:: SELECTED TEXT ::
----------------------------------------

Welcome back to The Flyover, your daily noontime(ish) digest of what local media outlets and Twitter-ers are gabbing about.
In the most annoying will he/won’t he spectacle since The Decision, Medaria Arradondo announced this morning that he will not seek a third term as Minneapolis Police Chief. The first Black chief in Minneapolis history, Arradondo, who spent 32 years on the force, says his retirement is unrelated to the events following the murder of George Floyd by an MPD officer. There’s lots to think about here, for example, why did he repeatedly refuse to comment on his future during the months leading up to the ballot question vote, even as he encouraged people to vote against it? Isn’t it weird that we’ve spent so much time over the last several months fretting over his possible retirement instead of asking about his plan to reform the department should the ballot measure fail to pass? And of course, who will Mayor Frey pose with now?

----------------------------------------

:: INFORMATION PROVIDED ::
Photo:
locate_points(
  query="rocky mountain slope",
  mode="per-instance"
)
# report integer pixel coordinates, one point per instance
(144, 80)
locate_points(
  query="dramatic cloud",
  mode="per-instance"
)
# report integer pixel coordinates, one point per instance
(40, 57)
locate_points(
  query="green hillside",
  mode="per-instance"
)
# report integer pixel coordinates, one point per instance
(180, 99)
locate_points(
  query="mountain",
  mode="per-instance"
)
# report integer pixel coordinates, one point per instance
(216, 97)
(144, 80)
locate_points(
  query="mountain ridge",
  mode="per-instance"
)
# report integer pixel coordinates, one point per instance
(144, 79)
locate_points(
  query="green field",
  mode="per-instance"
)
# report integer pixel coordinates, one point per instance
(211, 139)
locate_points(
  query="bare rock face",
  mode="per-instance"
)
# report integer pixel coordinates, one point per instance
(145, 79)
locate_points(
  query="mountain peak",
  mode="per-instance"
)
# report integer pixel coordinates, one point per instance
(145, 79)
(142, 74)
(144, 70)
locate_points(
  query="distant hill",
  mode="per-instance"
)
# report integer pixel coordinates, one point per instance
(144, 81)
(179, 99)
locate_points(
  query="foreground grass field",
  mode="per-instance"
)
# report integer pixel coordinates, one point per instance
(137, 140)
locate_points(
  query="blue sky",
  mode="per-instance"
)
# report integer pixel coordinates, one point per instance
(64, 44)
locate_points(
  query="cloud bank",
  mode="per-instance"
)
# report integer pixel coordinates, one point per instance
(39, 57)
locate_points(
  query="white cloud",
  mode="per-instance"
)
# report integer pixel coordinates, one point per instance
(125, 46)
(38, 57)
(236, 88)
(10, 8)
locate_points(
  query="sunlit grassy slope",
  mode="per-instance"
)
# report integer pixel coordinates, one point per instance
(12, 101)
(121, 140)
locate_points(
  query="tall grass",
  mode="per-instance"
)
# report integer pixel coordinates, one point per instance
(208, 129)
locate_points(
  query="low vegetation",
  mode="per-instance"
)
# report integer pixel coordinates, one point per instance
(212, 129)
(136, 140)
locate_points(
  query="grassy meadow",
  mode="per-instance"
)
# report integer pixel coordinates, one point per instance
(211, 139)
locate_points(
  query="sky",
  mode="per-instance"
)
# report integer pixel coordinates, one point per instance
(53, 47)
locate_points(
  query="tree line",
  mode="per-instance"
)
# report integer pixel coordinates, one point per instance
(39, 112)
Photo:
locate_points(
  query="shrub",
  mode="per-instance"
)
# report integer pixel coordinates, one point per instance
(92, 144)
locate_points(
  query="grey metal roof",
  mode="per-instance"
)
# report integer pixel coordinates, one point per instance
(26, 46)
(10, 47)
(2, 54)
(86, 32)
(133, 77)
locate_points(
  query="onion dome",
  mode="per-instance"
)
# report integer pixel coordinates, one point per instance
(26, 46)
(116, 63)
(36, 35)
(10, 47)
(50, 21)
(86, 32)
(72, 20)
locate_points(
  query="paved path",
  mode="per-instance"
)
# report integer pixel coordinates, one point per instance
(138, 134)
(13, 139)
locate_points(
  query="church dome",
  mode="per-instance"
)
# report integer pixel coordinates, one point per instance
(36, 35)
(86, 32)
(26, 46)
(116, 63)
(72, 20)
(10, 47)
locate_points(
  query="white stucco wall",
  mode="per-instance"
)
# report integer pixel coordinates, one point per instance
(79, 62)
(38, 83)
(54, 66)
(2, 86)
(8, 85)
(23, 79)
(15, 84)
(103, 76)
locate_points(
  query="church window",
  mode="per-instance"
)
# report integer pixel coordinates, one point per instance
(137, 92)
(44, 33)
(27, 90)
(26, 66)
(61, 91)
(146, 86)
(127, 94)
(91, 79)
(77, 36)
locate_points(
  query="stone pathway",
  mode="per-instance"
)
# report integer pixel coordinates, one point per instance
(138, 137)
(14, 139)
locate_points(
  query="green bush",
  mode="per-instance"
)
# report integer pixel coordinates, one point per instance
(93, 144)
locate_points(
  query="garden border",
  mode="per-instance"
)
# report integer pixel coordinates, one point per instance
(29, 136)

----------------------------------------

Please summarize the Flyover excerpt in two sentences. The items have nothing to do with the Flyover excerpt.

Medaria Arradondo, the first Black police chief in Minneapolis history and a 32-year member of the force, announced that he will not seek a third term, saying his retirement is unrelated to the events following the murder of George Floyd by an MPD officer. The writer asks why he repeatedly refused to comment on his future before the ballot question vote while urging people to vote against it, and why so much attention went to his possible retirement instead of his plan to reform the department should the measure fail.